Read Encuentros (El lado B del amor) Online
Authors: Gabriel Rolón
Tags: #Amor, Ensayo, Psicoanálisis
El deseo no se detiene jamás
(nadie puede garantizar el amor eterno)
Recién planteamos que la pareja es una elección. ¿Pero decir que es una elección quiere decir que es una decisión voluntaria? ¿Es posible elegir amar para toda la vida a una misma persona? Y si fuera así ¿qué pasa entonces con lo que llamamos la metonimia del deseo?
Para decirlo de un modo simple, hablar de la metonimia del deseo es una manera de decir que el deseo se desplaza siempre de un objeto a otro, que no se detiene nunca y que no hay manera de satisfacerlo de una vez y para siempre. Por más que estemos muy bien en una situación, el deseo siempre se desplazará hacia otra cosa, porque todo deseo es básicamente, un deseo insatisfecho.
Sé que esta formulación no es agradable, que suena fea, que cuando alguien se enamora quiere que su pareja no desee a nadie más que a ella y, de hecho, una de las fantasías que genera el amor es ésa, la de interrumpir la metonimia del deseo.
Para quien se enamora, la fantasía es que el otro no va a desear a nadie más. Pero si ese alguien es sincero y se conoce, se va a dar cuenta de que esto no es posible; que no se deja de desear porque se esté enamorado.
Esta constatación de que el deseo de su pareja sigue circulando pone muy nerviosas a las personas inseguras, los desespera. Pero no hay nada que puedan hacer, ya que el deseo va a seguir su derrotero les guste o no.
Un paciente me dijo que ésa era una excelente excusa para darle a su mujer si lo encontraba con otra: «Mi amor, no es mi culpa, es la metonimia del deseo».
Pero más allá de que el comentario tiene su gracia, no quisiera que mis palabras se entendieran mal. No estoy diciendo que es imposible ser fiel. Porque, dentro de esa capacidad de elección que dijimos tiene el ser humano, cada quien tendrá que hacerse cargo de lo que hace con su deseo. Y ésa es otra de las ventajas de nuestra especie; porque en tanto que el perro no se cuestiona qué hacer ante la presencia de una perra en celo, un hombre en cambio puede decir: «qué hermosa es esta mujer, pero prefiero ir a mi casa con mi familia». Y esto es sólo un ejemplo, no es un consejo de cómo comportarse. No me corresponde ocupar ese lugar y cada quien tomará sus propias decisiones.
Con esto, apenas si quiero decir que el hecho de que el deseo sea algo imposible de inmovilizar, no nos quita la responsabilidad sobre nuestros actos.
Ahora, volviendo a la pregunta de si se puede elegir a alguien para toda la vida, es posible que eso sólo pueda responderse en el minuto final, mirando hacia atrás y dándose cuenta de que hemos pasado todos nuestros años al lado de la misma persona. Pero no al comienzo. Es demasiado pedirle a una relación que dure para toda la vida. Y con respecto a esto, les cuento una pequeña anécdota.
Tengo un paciente que es un poco obsesivo y que tiene todo un tema con la ley. Por ejemplo, si lo para un policía y le pide el registro, él le pregunta:
—¿Y por qué?
—Bueno —dice el policía— porque quiero ver que tenga todo en regla.
—Está bien —responde él— pero primero usted me dice su nombre, su cargo y me muestra su identificación.

[Datos de localización de puntos en imágenes]

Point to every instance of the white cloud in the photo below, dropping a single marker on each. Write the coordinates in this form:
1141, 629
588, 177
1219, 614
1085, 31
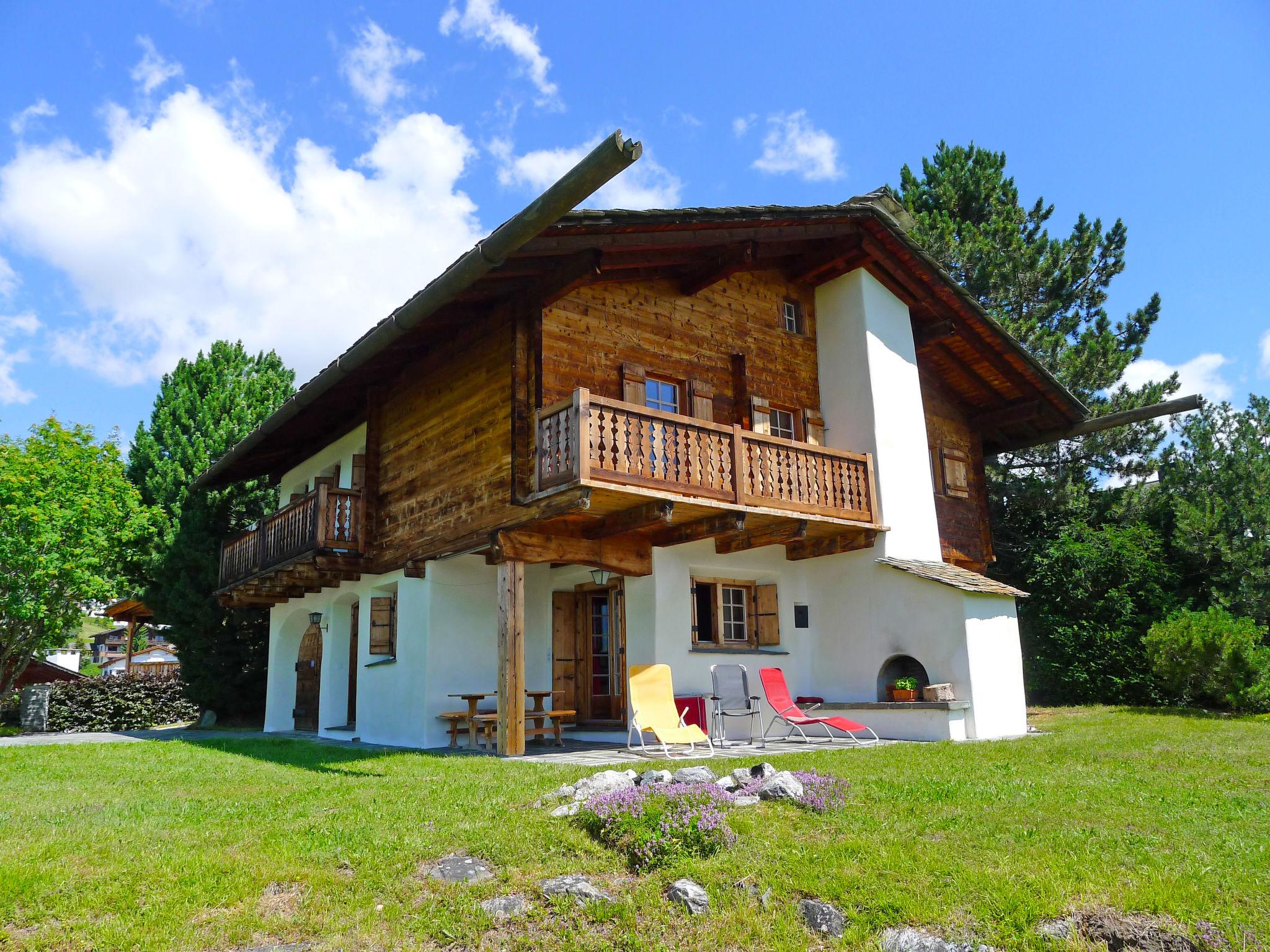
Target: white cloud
1201, 375
794, 145
37, 110
647, 184
12, 391
153, 70
493, 25
184, 230
371, 66
9, 280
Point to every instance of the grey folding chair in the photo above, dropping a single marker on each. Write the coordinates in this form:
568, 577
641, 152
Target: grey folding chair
732, 699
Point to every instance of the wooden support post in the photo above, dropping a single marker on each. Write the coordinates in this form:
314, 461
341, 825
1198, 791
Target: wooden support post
511, 658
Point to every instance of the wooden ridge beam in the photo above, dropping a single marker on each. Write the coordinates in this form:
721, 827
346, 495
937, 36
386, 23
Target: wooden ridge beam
775, 535
737, 258
642, 517
625, 555
830, 545
710, 527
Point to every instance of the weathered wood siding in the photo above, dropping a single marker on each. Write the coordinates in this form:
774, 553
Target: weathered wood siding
588, 334
966, 537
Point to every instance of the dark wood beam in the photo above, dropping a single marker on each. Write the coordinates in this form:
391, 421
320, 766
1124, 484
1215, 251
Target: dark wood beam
642, 517
930, 333
732, 260
625, 555
710, 527
771, 536
830, 545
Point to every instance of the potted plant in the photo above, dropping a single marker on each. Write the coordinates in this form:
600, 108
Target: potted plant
905, 690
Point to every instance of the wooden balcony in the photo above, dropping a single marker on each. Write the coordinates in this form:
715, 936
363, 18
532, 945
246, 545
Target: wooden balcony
596, 441
328, 519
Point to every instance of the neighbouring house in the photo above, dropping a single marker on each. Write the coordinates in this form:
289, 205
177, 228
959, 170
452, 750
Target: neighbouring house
763, 427
154, 660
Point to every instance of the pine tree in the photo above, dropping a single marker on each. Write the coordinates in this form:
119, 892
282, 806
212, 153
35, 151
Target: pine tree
203, 408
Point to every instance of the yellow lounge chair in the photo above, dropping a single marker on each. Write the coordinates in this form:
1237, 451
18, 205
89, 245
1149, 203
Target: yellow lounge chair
653, 710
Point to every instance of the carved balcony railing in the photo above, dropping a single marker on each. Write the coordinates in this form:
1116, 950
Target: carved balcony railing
595, 439
326, 519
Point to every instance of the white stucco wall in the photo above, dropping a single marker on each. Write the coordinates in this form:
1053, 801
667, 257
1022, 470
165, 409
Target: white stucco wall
340, 452
871, 400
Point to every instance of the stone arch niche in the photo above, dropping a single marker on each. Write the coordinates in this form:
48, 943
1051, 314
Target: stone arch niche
901, 667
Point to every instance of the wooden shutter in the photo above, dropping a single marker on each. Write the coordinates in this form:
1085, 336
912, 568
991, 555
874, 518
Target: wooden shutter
957, 472
760, 415
633, 384
383, 625
701, 397
813, 427
766, 624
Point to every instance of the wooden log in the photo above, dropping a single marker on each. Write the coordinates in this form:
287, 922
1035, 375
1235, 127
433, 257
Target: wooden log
511, 658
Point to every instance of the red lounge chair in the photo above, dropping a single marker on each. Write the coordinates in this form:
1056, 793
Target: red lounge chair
788, 712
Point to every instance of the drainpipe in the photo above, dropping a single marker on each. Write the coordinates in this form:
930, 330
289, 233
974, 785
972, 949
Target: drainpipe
606, 161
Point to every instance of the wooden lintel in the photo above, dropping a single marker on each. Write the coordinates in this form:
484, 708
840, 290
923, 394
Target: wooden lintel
641, 517
1009, 415
625, 555
737, 258
930, 333
789, 531
830, 545
710, 527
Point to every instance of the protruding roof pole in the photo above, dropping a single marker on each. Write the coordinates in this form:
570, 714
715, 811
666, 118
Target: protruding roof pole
613, 155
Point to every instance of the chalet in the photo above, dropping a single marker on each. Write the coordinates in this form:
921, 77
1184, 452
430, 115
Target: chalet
606, 438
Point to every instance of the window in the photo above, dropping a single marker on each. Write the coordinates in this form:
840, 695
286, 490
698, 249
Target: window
660, 395
783, 425
791, 314
734, 627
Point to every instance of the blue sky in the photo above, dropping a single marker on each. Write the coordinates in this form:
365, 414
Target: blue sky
286, 173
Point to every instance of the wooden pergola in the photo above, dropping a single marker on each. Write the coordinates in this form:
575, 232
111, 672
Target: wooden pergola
130, 611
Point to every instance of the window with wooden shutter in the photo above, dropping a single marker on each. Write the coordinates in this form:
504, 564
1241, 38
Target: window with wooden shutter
760, 415
701, 399
633, 384
954, 472
384, 625
768, 627
813, 427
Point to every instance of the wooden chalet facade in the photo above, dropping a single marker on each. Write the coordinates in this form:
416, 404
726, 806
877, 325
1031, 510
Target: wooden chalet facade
741, 413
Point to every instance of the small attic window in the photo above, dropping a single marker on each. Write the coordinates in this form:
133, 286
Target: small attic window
793, 316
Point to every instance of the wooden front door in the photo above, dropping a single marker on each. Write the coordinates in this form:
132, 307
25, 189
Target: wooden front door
308, 679
352, 663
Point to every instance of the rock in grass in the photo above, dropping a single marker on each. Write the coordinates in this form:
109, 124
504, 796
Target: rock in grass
574, 885
505, 907
822, 918
908, 940
601, 782
690, 895
694, 775
459, 868
781, 786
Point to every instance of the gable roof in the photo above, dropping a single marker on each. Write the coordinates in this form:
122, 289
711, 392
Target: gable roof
988, 368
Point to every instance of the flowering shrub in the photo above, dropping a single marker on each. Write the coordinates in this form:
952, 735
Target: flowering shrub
657, 826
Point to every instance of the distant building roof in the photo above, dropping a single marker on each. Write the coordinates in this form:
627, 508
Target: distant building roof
953, 575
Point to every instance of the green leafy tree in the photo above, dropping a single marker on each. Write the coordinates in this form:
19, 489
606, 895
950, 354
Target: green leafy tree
203, 408
69, 521
1213, 505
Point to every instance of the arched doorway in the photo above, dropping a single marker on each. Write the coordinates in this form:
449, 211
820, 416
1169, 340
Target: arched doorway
308, 679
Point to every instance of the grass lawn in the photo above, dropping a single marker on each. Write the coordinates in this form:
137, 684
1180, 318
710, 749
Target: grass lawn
235, 843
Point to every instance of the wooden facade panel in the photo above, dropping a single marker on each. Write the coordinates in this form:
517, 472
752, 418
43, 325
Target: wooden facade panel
588, 334
966, 537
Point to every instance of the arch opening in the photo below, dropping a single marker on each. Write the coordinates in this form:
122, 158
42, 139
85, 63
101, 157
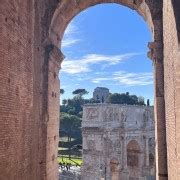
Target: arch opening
56, 31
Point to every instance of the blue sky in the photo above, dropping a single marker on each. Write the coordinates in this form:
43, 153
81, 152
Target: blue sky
106, 45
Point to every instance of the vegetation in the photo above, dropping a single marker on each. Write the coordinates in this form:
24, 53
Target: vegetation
73, 161
125, 98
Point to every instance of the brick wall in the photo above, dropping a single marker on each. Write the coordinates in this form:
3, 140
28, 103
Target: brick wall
172, 90
18, 128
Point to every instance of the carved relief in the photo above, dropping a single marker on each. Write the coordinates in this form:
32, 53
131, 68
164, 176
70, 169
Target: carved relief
92, 113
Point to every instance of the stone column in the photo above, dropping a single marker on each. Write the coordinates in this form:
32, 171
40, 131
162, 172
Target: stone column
156, 54
147, 151
55, 58
125, 153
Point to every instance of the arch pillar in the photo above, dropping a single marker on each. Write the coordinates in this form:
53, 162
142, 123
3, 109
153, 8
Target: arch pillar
156, 54
55, 58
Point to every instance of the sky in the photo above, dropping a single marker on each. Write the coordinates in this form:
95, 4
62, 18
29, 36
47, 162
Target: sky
106, 46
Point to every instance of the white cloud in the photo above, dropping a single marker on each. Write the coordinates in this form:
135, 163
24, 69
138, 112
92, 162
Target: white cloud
83, 65
98, 80
127, 79
70, 36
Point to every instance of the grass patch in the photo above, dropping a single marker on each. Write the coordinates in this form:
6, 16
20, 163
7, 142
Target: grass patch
73, 161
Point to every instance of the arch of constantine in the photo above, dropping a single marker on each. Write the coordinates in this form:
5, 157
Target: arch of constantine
30, 60
118, 142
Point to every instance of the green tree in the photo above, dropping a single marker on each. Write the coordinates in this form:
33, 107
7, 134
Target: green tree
70, 125
80, 92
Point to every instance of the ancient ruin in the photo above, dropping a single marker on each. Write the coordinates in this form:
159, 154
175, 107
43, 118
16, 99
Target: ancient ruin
30, 60
118, 142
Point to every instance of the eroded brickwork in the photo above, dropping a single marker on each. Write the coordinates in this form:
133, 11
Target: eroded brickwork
118, 142
30, 31
172, 88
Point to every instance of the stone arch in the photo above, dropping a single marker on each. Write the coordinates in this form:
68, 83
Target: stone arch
151, 160
151, 11
65, 12
114, 165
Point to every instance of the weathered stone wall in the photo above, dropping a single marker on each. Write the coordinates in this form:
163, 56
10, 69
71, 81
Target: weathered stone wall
172, 86
30, 33
18, 127
118, 142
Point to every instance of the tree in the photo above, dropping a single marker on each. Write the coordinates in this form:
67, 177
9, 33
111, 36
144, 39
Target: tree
64, 101
125, 98
148, 102
62, 91
80, 92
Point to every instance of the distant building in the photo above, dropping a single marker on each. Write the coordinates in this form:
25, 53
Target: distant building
101, 94
118, 142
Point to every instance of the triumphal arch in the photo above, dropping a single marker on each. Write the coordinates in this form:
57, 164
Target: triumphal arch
30, 59
118, 142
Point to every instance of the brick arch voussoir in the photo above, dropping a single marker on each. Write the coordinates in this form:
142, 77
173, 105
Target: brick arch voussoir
66, 11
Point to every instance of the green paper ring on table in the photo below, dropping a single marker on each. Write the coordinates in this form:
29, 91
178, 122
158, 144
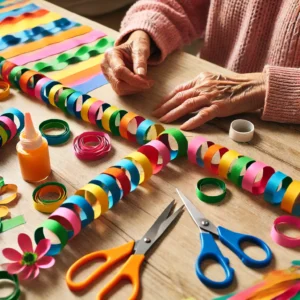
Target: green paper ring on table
211, 181
182, 143
145, 128
48, 206
55, 124
238, 166
56, 228
114, 121
15, 295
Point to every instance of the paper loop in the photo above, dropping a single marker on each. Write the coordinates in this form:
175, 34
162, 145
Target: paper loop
153, 150
82, 207
238, 166
272, 192
92, 145
209, 155
129, 166
142, 161
46, 205
249, 184
226, 162
280, 238
129, 124
194, 150
68, 219
110, 186
289, 199
211, 181
182, 143
57, 139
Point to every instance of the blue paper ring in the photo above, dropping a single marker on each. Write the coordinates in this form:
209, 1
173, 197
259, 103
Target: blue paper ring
271, 194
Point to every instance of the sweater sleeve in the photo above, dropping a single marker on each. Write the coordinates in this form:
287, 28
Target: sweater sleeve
282, 103
170, 23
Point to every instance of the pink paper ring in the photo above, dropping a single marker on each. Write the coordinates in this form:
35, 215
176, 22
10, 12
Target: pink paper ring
284, 240
68, 219
249, 184
11, 126
159, 148
193, 150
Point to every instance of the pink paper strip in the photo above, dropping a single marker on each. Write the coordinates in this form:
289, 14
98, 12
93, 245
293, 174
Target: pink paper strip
58, 48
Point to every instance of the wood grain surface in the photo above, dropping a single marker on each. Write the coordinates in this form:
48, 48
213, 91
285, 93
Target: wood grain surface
168, 272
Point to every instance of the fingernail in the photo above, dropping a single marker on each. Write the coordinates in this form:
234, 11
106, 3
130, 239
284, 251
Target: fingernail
141, 71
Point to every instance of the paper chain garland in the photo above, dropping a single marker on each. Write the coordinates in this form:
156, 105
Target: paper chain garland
36, 33
105, 190
82, 54
8, 125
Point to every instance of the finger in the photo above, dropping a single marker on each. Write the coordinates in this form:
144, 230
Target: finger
188, 106
185, 86
140, 55
203, 116
121, 72
177, 100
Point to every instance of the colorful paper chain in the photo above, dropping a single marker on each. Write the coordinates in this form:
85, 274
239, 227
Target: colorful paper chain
36, 33
9, 126
69, 58
105, 190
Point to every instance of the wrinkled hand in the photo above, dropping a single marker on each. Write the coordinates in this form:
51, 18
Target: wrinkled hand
215, 96
125, 66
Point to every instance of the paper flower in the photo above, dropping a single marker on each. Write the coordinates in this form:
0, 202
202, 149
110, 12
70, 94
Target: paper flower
28, 264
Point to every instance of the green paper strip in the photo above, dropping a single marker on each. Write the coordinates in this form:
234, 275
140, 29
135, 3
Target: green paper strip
15, 295
11, 223
83, 53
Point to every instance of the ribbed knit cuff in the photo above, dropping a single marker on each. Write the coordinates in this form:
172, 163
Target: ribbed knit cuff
282, 103
158, 27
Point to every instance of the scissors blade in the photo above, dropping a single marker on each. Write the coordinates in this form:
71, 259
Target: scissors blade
161, 224
197, 216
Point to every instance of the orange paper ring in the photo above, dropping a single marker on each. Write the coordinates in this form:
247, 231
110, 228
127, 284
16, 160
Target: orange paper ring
209, 154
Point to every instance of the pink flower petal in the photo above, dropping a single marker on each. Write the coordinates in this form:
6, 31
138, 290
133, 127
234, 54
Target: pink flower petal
43, 247
15, 268
26, 273
25, 242
35, 272
12, 254
45, 262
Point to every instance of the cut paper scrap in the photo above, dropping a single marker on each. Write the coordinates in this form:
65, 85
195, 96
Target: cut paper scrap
62, 41
8, 224
92, 62
90, 84
19, 11
36, 33
27, 23
83, 53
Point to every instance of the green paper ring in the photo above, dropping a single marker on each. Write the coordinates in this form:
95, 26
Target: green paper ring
211, 199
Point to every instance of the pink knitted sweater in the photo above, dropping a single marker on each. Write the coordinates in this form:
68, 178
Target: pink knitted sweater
241, 35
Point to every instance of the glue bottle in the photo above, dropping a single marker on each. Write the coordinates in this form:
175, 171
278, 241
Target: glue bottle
33, 153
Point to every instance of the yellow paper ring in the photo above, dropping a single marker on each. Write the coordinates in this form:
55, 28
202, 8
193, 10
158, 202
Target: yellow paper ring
144, 162
106, 117
100, 198
226, 162
85, 109
290, 197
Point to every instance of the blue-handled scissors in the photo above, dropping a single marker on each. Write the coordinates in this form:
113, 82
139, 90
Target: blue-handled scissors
232, 240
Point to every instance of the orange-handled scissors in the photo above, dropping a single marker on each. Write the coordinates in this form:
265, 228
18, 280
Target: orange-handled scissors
136, 251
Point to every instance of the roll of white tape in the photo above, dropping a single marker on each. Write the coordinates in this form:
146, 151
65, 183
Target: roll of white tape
241, 131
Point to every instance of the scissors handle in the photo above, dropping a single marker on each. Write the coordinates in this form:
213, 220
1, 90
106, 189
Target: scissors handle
131, 272
210, 250
112, 256
233, 241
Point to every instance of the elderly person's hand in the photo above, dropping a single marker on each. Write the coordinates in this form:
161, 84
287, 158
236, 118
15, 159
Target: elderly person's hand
125, 66
215, 96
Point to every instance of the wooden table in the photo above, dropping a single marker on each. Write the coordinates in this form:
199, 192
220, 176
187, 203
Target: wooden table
169, 271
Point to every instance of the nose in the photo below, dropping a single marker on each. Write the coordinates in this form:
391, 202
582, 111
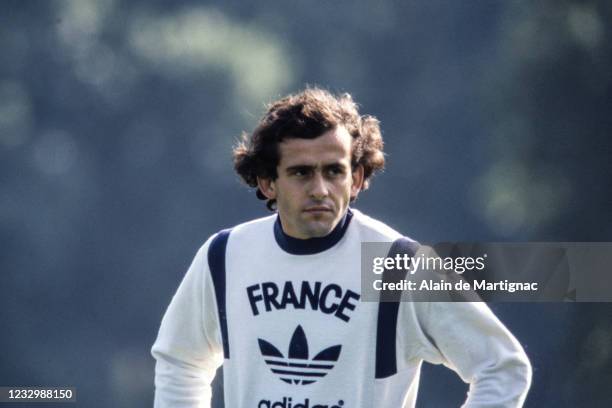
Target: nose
318, 187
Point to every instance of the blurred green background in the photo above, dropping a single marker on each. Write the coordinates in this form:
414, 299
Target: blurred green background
116, 125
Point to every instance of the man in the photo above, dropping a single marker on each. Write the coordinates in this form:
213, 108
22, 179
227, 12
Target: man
276, 300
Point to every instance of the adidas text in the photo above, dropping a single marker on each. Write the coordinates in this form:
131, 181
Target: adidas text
288, 403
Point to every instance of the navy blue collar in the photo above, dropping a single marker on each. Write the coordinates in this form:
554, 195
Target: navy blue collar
311, 246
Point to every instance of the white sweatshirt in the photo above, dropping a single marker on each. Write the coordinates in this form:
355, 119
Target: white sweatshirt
284, 318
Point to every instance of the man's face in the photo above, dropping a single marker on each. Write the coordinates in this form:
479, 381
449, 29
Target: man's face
314, 184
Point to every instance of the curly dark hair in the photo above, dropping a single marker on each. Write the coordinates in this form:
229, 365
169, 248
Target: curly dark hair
307, 115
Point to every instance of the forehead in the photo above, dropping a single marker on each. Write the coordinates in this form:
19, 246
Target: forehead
332, 146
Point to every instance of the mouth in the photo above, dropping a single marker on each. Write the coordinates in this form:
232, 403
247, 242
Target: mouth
318, 209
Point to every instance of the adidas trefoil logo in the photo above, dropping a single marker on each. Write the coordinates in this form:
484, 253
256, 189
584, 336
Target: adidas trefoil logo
297, 368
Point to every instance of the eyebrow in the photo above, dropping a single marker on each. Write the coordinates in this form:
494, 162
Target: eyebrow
309, 167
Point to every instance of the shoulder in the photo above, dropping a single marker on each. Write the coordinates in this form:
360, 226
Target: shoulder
374, 230
253, 229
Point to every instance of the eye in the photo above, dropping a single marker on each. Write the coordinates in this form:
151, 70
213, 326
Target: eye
335, 171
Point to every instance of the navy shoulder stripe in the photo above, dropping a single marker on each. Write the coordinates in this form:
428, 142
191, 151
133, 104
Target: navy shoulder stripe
388, 308
216, 263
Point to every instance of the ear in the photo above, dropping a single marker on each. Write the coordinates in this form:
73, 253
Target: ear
357, 185
267, 187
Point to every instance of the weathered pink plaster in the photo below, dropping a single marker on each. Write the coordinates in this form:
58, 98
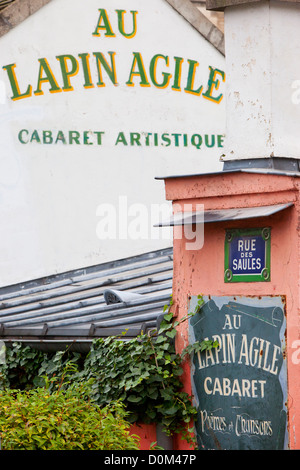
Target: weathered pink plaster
202, 271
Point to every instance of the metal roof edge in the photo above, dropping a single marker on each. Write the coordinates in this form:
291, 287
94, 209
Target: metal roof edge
17, 12
200, 22
263, 171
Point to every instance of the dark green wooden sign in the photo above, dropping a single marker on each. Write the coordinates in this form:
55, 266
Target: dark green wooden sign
247, 255
240, 387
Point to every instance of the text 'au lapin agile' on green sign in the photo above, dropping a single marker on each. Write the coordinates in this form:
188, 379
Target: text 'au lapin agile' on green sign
240, 386
247, 255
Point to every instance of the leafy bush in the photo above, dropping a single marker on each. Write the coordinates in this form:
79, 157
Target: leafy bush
63, 420
144, 373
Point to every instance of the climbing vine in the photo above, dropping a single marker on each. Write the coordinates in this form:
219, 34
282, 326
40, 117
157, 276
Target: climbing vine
144, 373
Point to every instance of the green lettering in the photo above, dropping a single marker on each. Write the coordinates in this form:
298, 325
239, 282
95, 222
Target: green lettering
60, 137
213, 84
74, 136
121, 139
35, 137
152, 71
193, 64
103, 24
47, 137
140, 72
86, 138
86, 70
120, 14
177, 74
135, 138
20, 136
49, 77
67, 72
17, 95
110, 69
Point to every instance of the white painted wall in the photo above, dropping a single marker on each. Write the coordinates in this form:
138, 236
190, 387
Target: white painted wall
50, 195
262, 42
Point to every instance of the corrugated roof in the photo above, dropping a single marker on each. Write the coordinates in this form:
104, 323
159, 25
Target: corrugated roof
71, 307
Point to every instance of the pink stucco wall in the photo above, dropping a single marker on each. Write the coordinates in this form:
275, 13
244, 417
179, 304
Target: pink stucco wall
202, 271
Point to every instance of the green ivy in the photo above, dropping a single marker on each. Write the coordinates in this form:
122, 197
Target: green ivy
63, 420
144, 373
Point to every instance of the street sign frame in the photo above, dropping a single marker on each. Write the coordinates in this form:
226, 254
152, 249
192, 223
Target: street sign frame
237, 269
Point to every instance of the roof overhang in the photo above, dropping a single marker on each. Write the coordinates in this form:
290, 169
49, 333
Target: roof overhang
223, 215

[PROBLEMAS Y TAREAS]
(1) Resuma en dos oraciones el texto sobre la metonimia del deseo.
(2) Según el texto sobre la metonimia del deseo, ¿qué excusa dijo un paciente que podía darle a su mujer si ella lo encontraba con otra?
(3) Indique si cada afirmación concuerda con el texto sobre la metonimia del deseo y cite las palabras que lo deciden: (a) El texto sostiene que es imposible ser fiel. (b) Que el deseo de la pareja siga circulando inquieta a las personas inseguras. (c) El perro se cuestiona qué hacer ante una perra en celo.
Los registros no intervienen en este ejercicio.

[RESPUESTAS A CONTINUACIÓN]
(1) El deseo se desplaza siempre de un objeto a otro y no se deja de desear por estar enamorado, lo que contradice la fantasía amorosa de que la pareja no desee a nadie más. Aun así, no es imposible ser fiel, porque cada quien debe hacerse cargo de lo que hace con su deseo, y si se puede elegir a alguien para toda la vida quizá sólo pueda responderse en el minuto final.

(2) «Mi amor, no es mi culpa, es la metonimia del deseo».

(3)
(a) No: «No estoy diciendo que es imposible ser fiel.»
(b) Sí: «Esta constatación de que el deseo de su pareja sigue circulando pone muy nerviosas a las personas inseguras».
(c) No: «el perro no se cuestiona qué hacer ante la presencia de una perra en celo».